Information given
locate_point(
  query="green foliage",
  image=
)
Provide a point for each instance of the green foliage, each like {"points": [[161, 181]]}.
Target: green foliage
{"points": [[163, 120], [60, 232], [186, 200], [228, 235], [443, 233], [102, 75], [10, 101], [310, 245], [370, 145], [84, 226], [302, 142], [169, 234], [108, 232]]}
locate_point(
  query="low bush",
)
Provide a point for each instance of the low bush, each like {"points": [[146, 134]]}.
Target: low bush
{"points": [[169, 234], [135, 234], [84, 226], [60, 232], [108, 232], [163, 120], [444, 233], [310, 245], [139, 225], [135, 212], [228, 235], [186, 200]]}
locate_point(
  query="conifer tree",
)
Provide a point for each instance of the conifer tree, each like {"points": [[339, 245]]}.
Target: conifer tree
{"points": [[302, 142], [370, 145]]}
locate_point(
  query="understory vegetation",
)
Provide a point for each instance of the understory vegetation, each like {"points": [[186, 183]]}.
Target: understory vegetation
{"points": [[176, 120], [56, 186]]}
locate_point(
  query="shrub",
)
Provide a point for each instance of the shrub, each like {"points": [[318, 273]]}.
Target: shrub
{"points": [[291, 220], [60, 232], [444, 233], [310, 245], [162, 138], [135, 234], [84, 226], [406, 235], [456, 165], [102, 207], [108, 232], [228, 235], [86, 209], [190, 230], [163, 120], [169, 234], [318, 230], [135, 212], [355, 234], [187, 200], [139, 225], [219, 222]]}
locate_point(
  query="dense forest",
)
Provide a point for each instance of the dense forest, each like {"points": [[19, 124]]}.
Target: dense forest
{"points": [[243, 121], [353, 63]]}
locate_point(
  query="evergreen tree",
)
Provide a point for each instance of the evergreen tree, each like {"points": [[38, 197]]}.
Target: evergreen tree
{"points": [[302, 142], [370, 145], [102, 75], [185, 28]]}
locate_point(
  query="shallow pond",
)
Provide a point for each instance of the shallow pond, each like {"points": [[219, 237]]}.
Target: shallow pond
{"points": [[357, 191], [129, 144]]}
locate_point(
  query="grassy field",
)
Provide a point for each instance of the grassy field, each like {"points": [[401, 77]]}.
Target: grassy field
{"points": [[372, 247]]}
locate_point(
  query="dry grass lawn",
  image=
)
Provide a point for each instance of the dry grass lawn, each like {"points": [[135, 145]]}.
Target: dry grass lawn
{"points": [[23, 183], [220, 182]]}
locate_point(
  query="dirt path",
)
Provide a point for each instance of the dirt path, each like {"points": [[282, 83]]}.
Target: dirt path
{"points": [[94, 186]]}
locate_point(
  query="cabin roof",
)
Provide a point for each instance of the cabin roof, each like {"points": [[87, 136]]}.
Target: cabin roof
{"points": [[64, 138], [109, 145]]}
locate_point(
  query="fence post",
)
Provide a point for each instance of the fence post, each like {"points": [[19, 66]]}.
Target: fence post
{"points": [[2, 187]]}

About this exercise
Copy the lines above exactly, beginning at the line that has "Provide a point for each instance of the understory" and stopping after the line that has "Provide a point for each instance of the shrub, each", and omit the rest.

Completed task
Provide a point for each instance of the understory vegetation, each like {"points": [[186, 183]]}.
Target: understory vegetation
{"points": [[176, 120], [56, 186]]}
locate_point(
  query="shrub",
)
Provide a point for each instance of the shrub, each like {"points": [[318, 273]]}.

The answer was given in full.